▶ _Liste des tâches_:
a - Transcrivez fidèlement le passage de l'article sur les hommages à Fidel Castro qui va de « En mars, Barack » jusqu'à « de la Révolution. ».
b - Dans quelle ville auront lieu les funérailles de Fidel Castro, d'après l'article sur les hommages à Fidel Castro ? Répondez, s'il vous plaît, en quelques mots.
c - Dressez la liste de toutes les personnes nommées dans l'article sur les hommages à Fidel Castro.

▶ _Extrait à lire_:
..........

Des centaines de milliers de Cubains se sont recueillis, émus, lundi sur la célèbre place de la Révolution à La Havane face aux portraits de Fidel Castro, premier acte d'une semaine d'hommages rendus au «Comandante» mort vendredi à 90 ans.

Partout dans leur île, les Cubains étaient aussi invités à signer des registres dans un millier d'écoles, d'hôpitaux et d'autres bâtiments publics pour «jurer» de respecter leur «engagement à préserver le legs du Commandant en chef et à défendre les conquêtes de notre révolution».

Larmes aux yeux ou véritables scènes de pleurs, les inconditionnels de Fidel laissaient parler leur émotion, tandis que le point culminant de ces hommages sera les funérailles dimanche à Santiago de Cuba de l'ex-président, figure de la Guerre froide qui a forgé le destin de son pays avant de céder le pouvoir à son frère Raul en 2006, pour raisons de santé.

«Notre commandant est passé à l'immortalité», assure sur la place de la Révolution Pedro Alvarez, un professeur d'université de 36 ans. Il y défile devant l'un des trois portraits en noir et blanc de Fidel Castro installés sur la vaste esplanade d'où la voix du Lider Maximo a souvent résonné à l'occasion de tonitruants et interminables discours.

En mars, Barack Obama avait été le premier président américain depuis 1928 à poser le pied sur cette place emblématique de la capitale, signe du dégel historique amorcé fin 2014 avec son homologue Raul Castro.

Ce rapprochement se trouvait lundi brusquement menacé par le président-élu des États-Unis Donald Trump, qui a averti dans un tweet qu'il «mettrait fin au dégel avec Cuba si Cuba ne veut pas sceller un meilleur accord pour le peuple cubain».
La Maison Blanche a réagi en défendant ce rapprochement, «bénéfique pour le peuple cubain et aussi bénéfique pour le peuple américain».

Les déclarations de Donald Trump ont déconcerté et indigné les Cubains rencontrés place de la Révolution.

«Il est stupide! Déclarer de telles choses un jour comme celui-ci, où le peuple est en deuil (...) Il n'a aucun respect», s'est irrité Maurico Paz Acosta, 76 ans, un ancien de la guérilla qui porta les castristes au pouvoir en 1959.

Pour Michael Shifter, qui dirige le centre de réflexion américain Inter-American Dialogue, «la mort de Castro oblige (Trump) à prendre position pour satisfaire les Cubano-Américains du Parti républicain et se différencier d'Obama», mais les intentions du président-élu vis-à-vis de Cuba sont encore incertaines.

..........

▶ _Données extraites_:
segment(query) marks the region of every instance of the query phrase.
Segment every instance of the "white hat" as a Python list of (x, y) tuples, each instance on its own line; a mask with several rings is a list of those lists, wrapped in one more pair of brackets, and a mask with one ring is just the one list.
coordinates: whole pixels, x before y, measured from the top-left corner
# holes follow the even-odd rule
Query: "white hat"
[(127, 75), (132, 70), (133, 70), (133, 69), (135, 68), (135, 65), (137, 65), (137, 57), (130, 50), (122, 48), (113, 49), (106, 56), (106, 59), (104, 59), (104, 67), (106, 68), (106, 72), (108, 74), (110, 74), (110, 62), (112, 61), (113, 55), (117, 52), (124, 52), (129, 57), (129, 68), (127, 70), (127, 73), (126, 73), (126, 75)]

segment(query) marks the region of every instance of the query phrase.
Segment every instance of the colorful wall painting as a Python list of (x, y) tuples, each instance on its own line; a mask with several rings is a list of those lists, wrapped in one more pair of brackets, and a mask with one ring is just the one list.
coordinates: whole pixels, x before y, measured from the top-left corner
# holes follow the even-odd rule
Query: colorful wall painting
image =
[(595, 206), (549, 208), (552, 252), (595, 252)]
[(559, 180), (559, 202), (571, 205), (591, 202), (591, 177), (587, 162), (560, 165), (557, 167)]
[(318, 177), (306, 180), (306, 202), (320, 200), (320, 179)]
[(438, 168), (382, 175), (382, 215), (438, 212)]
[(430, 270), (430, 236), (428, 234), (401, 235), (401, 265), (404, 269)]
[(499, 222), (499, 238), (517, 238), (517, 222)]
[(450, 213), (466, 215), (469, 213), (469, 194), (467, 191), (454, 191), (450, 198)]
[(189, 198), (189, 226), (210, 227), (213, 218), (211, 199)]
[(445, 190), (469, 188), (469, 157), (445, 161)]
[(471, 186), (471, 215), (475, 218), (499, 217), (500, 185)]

..........

▶ _Liste des solutions_:
a -
En mars, Barack Obama avait été le premier président américain depuis 1928 à poser le pied sur cette place emblématique de la capitale, signe du dégel historique amorcé fin 2014 avec son homologue Raul Castro.

Ce rapprochement se trouvait lundi brusquement menacé par le président-élu des États-Unis Donald Trump, qui a averti dans un tweet qu'il «mettrait fin au dégel avec Cuba si Cuba ne veut pas sceller un meilleur accord pour le peuple cubain».
La Maison Blanche a réagi en défendant ce rapprochement, «bénéfique pour le peuple cubain et aussi bénéfique pour le peuple américain».

Les déclarations de Donald Trump ont déconcerté et indigné les Cubains rencontrés place de la Révolution.

b - À Santiago de Cuba.

c -
Fidel Castro
Raul Castro
Pedro Alvarez
Barack Obama
Donald Trump
Maurico Paz Acosta
Michael Shifter